— start MATERIALS PROVIDED —

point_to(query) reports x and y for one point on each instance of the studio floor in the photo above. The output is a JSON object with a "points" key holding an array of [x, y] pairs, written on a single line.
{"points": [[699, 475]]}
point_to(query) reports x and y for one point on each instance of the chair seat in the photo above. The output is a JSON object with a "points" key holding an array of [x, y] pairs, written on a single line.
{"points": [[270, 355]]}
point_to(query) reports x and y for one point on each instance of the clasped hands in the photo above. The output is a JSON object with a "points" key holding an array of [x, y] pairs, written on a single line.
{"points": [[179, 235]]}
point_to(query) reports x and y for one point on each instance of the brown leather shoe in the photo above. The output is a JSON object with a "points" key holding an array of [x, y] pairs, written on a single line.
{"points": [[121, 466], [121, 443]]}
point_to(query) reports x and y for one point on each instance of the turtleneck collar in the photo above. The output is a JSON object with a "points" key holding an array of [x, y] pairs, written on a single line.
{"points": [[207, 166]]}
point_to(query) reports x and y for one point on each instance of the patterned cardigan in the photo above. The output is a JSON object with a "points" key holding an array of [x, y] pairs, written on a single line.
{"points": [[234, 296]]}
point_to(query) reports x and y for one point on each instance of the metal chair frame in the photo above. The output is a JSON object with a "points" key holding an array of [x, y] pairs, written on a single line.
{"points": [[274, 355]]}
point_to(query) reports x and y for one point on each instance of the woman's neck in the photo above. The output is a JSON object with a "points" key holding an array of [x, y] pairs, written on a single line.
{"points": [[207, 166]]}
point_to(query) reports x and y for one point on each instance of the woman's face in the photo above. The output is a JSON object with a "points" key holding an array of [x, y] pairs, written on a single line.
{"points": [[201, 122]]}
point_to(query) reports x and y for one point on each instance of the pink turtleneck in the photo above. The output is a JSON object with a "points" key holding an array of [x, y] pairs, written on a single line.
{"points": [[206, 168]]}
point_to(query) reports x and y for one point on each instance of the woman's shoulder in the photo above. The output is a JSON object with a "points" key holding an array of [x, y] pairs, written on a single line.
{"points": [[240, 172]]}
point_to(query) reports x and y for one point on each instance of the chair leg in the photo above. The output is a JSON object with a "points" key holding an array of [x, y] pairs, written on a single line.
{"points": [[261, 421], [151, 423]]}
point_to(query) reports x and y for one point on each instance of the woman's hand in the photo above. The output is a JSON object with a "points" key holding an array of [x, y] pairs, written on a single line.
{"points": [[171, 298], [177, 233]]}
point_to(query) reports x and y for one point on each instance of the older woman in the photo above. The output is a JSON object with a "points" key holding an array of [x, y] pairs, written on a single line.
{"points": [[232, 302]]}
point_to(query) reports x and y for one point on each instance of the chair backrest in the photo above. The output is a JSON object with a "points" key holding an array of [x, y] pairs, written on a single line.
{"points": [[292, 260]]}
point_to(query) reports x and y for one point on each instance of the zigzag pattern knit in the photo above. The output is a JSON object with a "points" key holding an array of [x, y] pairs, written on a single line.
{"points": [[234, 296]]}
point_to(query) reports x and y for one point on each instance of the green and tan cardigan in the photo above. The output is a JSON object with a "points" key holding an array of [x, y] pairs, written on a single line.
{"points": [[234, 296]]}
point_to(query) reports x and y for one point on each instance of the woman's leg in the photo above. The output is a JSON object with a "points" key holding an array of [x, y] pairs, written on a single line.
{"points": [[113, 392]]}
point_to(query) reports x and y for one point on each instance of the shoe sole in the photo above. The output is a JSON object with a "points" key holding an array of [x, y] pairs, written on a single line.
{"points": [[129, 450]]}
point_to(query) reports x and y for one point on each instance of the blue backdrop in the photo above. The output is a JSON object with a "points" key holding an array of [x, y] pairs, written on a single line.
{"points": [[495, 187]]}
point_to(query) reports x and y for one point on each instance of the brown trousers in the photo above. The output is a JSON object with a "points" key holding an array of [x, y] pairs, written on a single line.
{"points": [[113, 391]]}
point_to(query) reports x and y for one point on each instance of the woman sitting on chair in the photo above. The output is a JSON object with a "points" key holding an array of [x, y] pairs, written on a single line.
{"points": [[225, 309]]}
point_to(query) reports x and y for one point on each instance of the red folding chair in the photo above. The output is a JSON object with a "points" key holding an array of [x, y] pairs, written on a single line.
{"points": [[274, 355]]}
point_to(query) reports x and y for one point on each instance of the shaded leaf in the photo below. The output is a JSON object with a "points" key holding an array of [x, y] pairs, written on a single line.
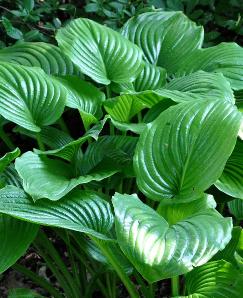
{"points": [[185, 149], [100, 52], [160, 251]]}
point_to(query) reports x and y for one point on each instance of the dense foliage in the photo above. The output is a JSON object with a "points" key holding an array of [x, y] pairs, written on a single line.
{"points": [[137, 189]]}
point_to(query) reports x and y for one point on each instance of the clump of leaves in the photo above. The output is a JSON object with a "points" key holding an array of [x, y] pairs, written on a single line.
{"points": [[132, 195]]}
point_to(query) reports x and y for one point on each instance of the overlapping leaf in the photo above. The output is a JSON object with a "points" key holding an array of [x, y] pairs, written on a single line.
{"points": [[15, 238], [185, 149], [231, 180], [218, 279], [48, 178], [85, 97], [100, 52], [39, 54], [29, 97], [81, 211], [160, 251], [166, 38]]}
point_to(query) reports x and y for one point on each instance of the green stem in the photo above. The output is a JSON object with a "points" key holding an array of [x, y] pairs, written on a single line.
{"points": [[39, 142], [38, 280], [175, 286], [108, 253], [6, 139]]}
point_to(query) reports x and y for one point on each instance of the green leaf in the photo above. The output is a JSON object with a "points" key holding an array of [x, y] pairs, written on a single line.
{"points": [[150, 78], [99, 52], [160, 251], [68, 151], [15, 238], [166, 38], [11, 31], [215, 279], [23, 293], [226, 58], [29, 97], [199, 86], [228, 252], [50, 136], [231, 180], [52, 179], [175, 212], [236, 208], [185, 149], [80, 211], [8, 158], [85, 97], [39, 54]]}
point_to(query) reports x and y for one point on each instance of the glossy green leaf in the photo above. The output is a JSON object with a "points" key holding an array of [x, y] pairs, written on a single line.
{"points": [[228, 252], [198, 86], [29, 97], [218, 279], [39, 54], [50, 136], [69, 150], [150, 78], [13, 244], [8, 158], [160, 251], [85, 97], [52, 179], [236, 208], [166, 38], [175, 212], [185, 149], [231, 180], [100, 52], [81, 211], [226, 58]]}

— end MATERIALS PROVIDED —

**EXERCISE DETAILS**
Go through the data above and transcribe it in full, omitting any image.

**FINISHED ANSWER**
point_to(query) reports x and y for one point on each instance of the studio floor in the photo above. The output is a JSON object with a "points" key holding an array of [x, y] pairs, written on a single line.
{"points": [[699, 475]]}
point_to(query) reports x and y for one point on each instance of the chair seat in the photo above. The output is a JSON object with a "points" key holding an array of [x, y] pairs, written on a single line.
{"points": [[270, 355]]}
point_to(query) reports x and y for one point on each instance of the clasped hands in the photo above. The output is a JSON object with a "points" key holding an array of [x, y] pairs, written on a single line.
{"points": [[179, 235]]}
point_to(query) reports x and y for one point on each instance of the brown leather shoe in the photo above. The output is a JSON object with a "points" key holding an array of [x, y] pairs, written on a single line.
{"points": [[121, 466], [121, 443]]}
point_to(query) reports x and y for one point on each instance of the turtleneck collar in the photo above. The output is a JSON object with a "points" key holding an array of [x, y] pairs, written on a single line.
{"points": [[207, 166]]}
point_to(query) reports x and y for one point on each instance of the patterned cardigan in the photo above. The output is a JSON object with a "points" key holding an array of [x, y] pairs, written on a single line.
{"points": [[234, 296]]}
point_to(query) reports x and y for one point on each instance of the metal chair frame in the photo above. The output is a JSON object with a "points" key holding an array of [x, y] pairs, written on a single line.
{"points": [[274, 355]]}
point_to(query) reports x and y for one point on each instance of the woman's neck in the photo above. The output is a JSON object with a "points" key holding an array of [x, y] pairs, written on a single line.
{"points": [[207, 166]]}
point_to(query) reports x and y for one point on each instance of the woman's face in the photo above. The output is a JSON object with a "points" key holding an array of [x, y] pairs, written on a single line.
{"points": [[201, 122]]}
point_to(query) reports x and y for one point on each instance of the pink turtleneck in the photo above. The output is a JSON object with a "points" key holding an array of [x, y] pairs, written on a single line.
{"points": [[206, 168]]}
point_to(query) reports x and y for one point on each instance of the woman's shoulder in the photo above. The output is a JSON object with a "points" key holding an array of [x, y] pairs, written on a single line.
{"points": [[240, 172]]}
point_to(query) reports x and y for one point on each instance of the chair leg in the photo above. The output is a JSON object with a "points" key holding an array of [x, y] pairs, written on a single line.
{"points": [[261, 421], [151, 423]]}
point_to(query) reports x and y for one point on each instance of the woman's hand in the photo above. The output is a JSON object with a "points" key holding an array of [x, y] pairs, written on a single line.
{"points": [[171, 298], [177, 233]]}
point_to(query) reports x and y for one point on each instance of the older woman in the photo above. The output is a JSON object with a "points" key holding an array of [x, y] pairs, written on a single line.
{"points": [[232, 302]]}
point_to(query) reports x and y for one point on each instance of the chair backrest in the photo above. The output is a JSON object with a "points" key holding an array of [x, y] pairs, written on a single line.
{"points": [[292, 260]]}
point_to(query) reports x and y for one point on each instance of the zigzag pattern knit in the photo above. The output is a JSON object with a "points" key holding an array of [x, y] pairs, written on a single line.
{"points": [[234, 296]]}
point_to(query) reports x and y for one point on each instance of the green and tan cardigan in the photo above. The output is a JSON object with a "points" key holding an array of [x, y] pairs, written on a single line.
{"points": [[234, 296]]}
point_to(query) reports x and y for one point on each instance of the woman's leg in the photo above. The output is a JSON object with a "points" key holding an array of [x, y] pairs, written on a single line.
{"points": [[113, 392]]}
point_to(query) reports x and y for one point on each instance of the shoe sole in the photo above. The output is a JSON object with a "points" key holding an array of [x, y] pairs, written on a single line.
{"points": [[129, 450]]}
point_to(query) reports x and y for one point on each instance of the blue backdrop in the photo above. The output is a JSON object with a "points" key holding an array of [x, y] pairs, written on a single line.
{"points": [[495, 187]]}
point_to(query) reports x and y for one point on each instance of the brown trousers in the photo above. The output is a JSON object with a "points" key holding an array of [x, y] pairs, written on a single line.
{"points": [[113, 391]]}
point_to(query) reports x and y for one point on each instance of the woman sitting on chair in the photo above. The output is a JSON object with a "points" key holding an array of [x, y] pairs, written on a single line.
{"points": [[225, 309]]}
point_to(query) reports x and y for one point on each instance of the red folding chair in the photo above. The output is a JSON object with a "points" key holding an array of [x, y] pairs, written on a single line.
{"points": [[274, 355]]}
point_to(query) reports x and y for one point on each instance of the shaded leaf in the photo below. The output is a JSON object with a "points" key holding an array of [x, y] pairs, written on a single line.
{"points": [[185, 149], [100, 52], [160, 251]]}
point_to(query) reports x and y for one point on each instance of the dense foliage in the photo above. The output is a JSON object with a "points" key holding an array of [x, y] pairs, written on a single line.
{"points": [[137, 189]]}
point_to(query) reports x and y for one point on each instance of the clump of leaves in the photo above. The output is a JSON object with a "points" key holding an array of [x, y] pairs, written on a single line.
{"points": [[132, 195]]}
point_to(query) reports x and y for one point on each instance of the overlapping leaf in the photo above. The output is a JSON object with a "points" key holding an array of [x, y] pairs, written on a single line.
{"points": [[15, 238], [185, 149], [231, 180], [218, 279], [48, 178], [85, 97], [100, 52], [39, 54], [29, 97], [81, 211], [160, 251], [166, 38]]}
point_to(query) reports x and y for one point on each instance of the green stem in the photo above. The output is a JSON object with a "points" key holding an array of [x, y] pairs, written on a single line.
{"points": [[39, 142], [38, 280], [175, 286], [108, 253], [6, 139]]}
point_to(query) reports x and y for one point on each instance of the green leaf in the photo above. The output is a JSON object with a "points" key holding an array of [x, y] pairs, written on a single line.
{"points": [[150, 78], [99, 52], [160, 251], [68, 151], [15, 238], [166, 38], [11, 31], [215, 279], [23, 293], [226, 58], [29, 97], [199, 86], [228, 252], [50, 136], [231, 180], [52, 179], [175, 212], [236, 208], [185, 149], [80, 211], [8, 158], [85, 97], [39, 54]]}
point_to(query) reports x and y for one point on each instance of the glossy green leaf in the photo above. The output is a JSON object with a "points" key holding an array of [x, y] pairs, written on a single line.
{"points": [[228, 252], [198, 86], [29, 97], [218, 279], [39, 54], [50, 136], [69, 150], [150, 78], [13, 244], [8, 158], [160, 251], [85, 97], [52, 179], [236, 208], [166, 38], [175, 212], [185, 149], [231, 180], [100, 52], [81, 211], [226, 58]]}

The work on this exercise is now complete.